#### [GIVEN RECORDS]
----------------
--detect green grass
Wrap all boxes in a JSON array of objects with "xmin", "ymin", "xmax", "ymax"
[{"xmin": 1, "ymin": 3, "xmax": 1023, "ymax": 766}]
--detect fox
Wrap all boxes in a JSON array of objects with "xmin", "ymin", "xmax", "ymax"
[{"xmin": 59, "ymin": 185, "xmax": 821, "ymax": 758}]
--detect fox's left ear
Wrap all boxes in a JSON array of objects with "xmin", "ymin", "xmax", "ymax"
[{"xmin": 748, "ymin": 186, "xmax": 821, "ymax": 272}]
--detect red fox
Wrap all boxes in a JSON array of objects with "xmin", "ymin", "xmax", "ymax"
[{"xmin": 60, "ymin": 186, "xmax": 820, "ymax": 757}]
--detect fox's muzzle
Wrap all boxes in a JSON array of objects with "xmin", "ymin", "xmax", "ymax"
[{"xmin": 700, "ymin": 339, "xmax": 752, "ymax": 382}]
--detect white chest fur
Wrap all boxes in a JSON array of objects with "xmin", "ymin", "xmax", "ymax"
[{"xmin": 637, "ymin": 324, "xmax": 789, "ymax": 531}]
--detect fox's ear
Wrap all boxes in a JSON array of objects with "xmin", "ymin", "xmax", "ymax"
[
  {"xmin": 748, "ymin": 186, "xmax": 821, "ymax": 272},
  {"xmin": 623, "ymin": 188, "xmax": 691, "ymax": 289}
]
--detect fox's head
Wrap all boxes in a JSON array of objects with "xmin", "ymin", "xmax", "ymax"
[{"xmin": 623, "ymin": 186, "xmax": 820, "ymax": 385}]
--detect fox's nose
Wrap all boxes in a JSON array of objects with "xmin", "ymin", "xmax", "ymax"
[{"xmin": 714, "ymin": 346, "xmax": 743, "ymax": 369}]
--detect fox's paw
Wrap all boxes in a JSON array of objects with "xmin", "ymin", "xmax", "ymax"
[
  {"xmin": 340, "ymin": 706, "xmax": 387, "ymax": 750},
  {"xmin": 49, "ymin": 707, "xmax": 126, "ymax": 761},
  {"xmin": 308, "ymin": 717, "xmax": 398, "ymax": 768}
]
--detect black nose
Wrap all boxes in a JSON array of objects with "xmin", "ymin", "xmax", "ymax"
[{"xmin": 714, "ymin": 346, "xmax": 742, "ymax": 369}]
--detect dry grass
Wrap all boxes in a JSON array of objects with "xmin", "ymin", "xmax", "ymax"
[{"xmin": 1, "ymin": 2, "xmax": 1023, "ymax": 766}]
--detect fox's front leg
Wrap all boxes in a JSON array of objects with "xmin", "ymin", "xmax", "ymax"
----------------
#### [REQUIRED ACTION]
Retype only the stretch of lines above starting at the one with "--detect fox's ear" and stopping at the one with "--detect fox's paw", exactly as written, with both kept.

#### [TASK RESPONSE]
--detect fox's ear
Wrap all boxes in a JSON array of objects with "xmin", "ymin", "xmax", "ymax"
[
  {"xmin": 748, "ymin": 186, "xmax": 821, "ymax": 272},
  {"xmin": 623, "ymin": 188, "xmax": 691, "ymax": 289}
]
--detect fox's head
Wrap all boxes in a JSON array of objects with "xmin", "ymin", "xmax", "ymax"
[{"xmin": 623, "ymin": 186, "xmax": 820, "ymax": 385}]
--detect fox's nose
Wrap all boxes in a JSON array of objects with "xmin", "ymin", "xmax", "ymax"
[{"xmin": 714, "ymin": 346, "xmax": 743, "ymax": 369}]
--detect fox's paw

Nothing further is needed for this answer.